### [Passage shown]
######
The two bombs, planted on bicycles, went off almost simultaneously yesterday in a market in a middle-class neighborhood in the IT hub, Reuters reports. No one has claimed responsibility.
The Indian government said that it had received intelligence indicating an attack was in the works, and informed local police in several cities, among them Hyderabad, India's fourth most populous city, two days before the bombing. The New York Times reports that the arrest of four terrorists in October 2012 revealed that one of them had done "reconnaissance" of the same Hyderabad neighborhood that was targeted.
Bloomberg reports that it was India's deadliest bombing in almost two years. After the deadly 2008 shooting spree in Mumbai, which killed 166 people, the government vowed to make improvements to its intelligence and anti-terror operations, but there have been nine terrorist attacks since then, according to Bloomberg.
As Reuters notes, government effectiveness at preventing terrorist attacks is a major political issue in India, and the ruling Congress party has "had to fend off accusations... of being weak on security."
"The government's response is not adequate to the burning issue of terrorism. The government is taking it in a casual and usual manner," opposition party leader Venkaiah Naidu told reporters outside Parliament, reports the news agency Press Trust of India.
In this instance, the government has been particularly criticized for having prior knowledge of an attack and not doing enough to prevent it. “If you do not have any information it is an intelligence failure,” Ajit Doval, a former director of India’s Intelligence Bureau, told The New York Times. “But if you have some information, and even then you cannot prevent the event, then it is the failure of the government.”
######
Object location annotation data

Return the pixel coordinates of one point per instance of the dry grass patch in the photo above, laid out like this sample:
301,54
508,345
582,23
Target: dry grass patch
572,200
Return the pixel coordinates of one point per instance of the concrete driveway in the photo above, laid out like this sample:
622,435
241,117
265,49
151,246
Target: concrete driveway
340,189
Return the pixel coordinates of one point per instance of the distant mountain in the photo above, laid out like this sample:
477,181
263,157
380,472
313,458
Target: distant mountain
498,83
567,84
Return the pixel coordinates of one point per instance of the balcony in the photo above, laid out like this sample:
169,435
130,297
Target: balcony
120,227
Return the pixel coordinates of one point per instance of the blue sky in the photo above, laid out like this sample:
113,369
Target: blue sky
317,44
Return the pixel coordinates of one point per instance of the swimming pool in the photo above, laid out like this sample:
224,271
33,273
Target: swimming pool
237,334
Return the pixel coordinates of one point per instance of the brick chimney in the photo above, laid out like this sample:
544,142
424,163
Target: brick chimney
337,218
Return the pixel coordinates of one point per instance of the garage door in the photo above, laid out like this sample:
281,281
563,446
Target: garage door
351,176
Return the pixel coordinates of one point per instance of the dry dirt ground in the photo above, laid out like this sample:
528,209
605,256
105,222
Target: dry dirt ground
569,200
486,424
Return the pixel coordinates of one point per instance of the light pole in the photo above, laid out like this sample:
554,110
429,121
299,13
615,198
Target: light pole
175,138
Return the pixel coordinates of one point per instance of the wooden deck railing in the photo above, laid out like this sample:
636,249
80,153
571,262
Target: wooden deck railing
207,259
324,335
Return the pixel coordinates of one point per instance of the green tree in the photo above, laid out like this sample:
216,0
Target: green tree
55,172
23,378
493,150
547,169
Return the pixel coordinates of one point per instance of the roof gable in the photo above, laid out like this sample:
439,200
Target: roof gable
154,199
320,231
######
### [Required tasks]
1: Do these statements agree with the Hyderabad bombing report? For each, answer yes or no and quote the words that decide it. (a) The bombs had been placed on bicycles. (b) A group has claimed responsibility for the attack. (c) The 2008 shooting spree in Mumbai killed 166 people.
2: Pick up the Hyderabad bombing report after its last sentence and write what comes next.

### [Exercise answers]
1:
(a) Yes: "The two bombs, planted on bicycles, went off almost simultaneously"
(b) No: "No one has claimed responsibility."
(c) Yes: "the deadly 2008 shooting spree in Mumbai, which killed 166 people"

2:
But another former official defended the government: "These alerts are so routine that you cannot act upon these," J. N. Rai, a former official with India’s Intelligence Bureau, told the Times. "With the use of technology and online communication, it has become rather more difficult" to detect and prevent planned attacks, he said.
Press Trust of India reports that the Home Ministry sent a "specific" alert to four cities – Hyderabad, Bangalore, Coimbatore, and Hubli – yesterday morning to warn them of "probable" attacks. All states received an alert on Feb. 19 and Feb. 20, that "Pakistan-based terrorist groups may carry out attacks in a major city" to avenge Afzal Guru, who was convicted of attacking Parliament and executed earlier this month, setting off days of clashes in Kashmir, as the Monitor reported.
Kiran Kumar Reddy, chief minister of the state of Andhra Pradesh, of which Hyderabad is the capital, defended local police's actions, saying those alerts were "general alerts which often keep coming from the Centre," according to the news agency.
N. Manoharan, an analyst at the Vivekananda International Foundation, a New Delhi-based policy research group, told Bloomberg that yesterday's attacks "have the hallmarks" of the Islamic militant group Indian Mujahideen. “This kind of communally sensitive place, the use of detonators and timers, the pattern of the bombings and the fact that bombs were placed on cycles point the finger toward Indian Mujahideen,” Mr. Manoharan said.
The Christian Science Monitor's Shivam Vij reported yesterday on the skepticism surrounding that claim:
"We don't know who the Indian Mujahideen is, which raises suspicions about such claims," says Delhi-based human rights activist Mahtab Alam, "Every time there is a blast the police say Indian Mujahideen and then they claim they have nabbed the Indian Mujahideen masterminds, til the next blast."
The group is composed of Indian men "radicalized" by anti-Muslim riots in Gujarat state in 2002. It first came to light in 2008, after claiming several bomb attacks in cities such as New Delhi and Ahmedabad, according to Bloomberg.
India is incapable of stopping militant groups without specific, actionable intelligence, Manoharan says, and local police "are not trained or equipped well enough to meet this kind of threat."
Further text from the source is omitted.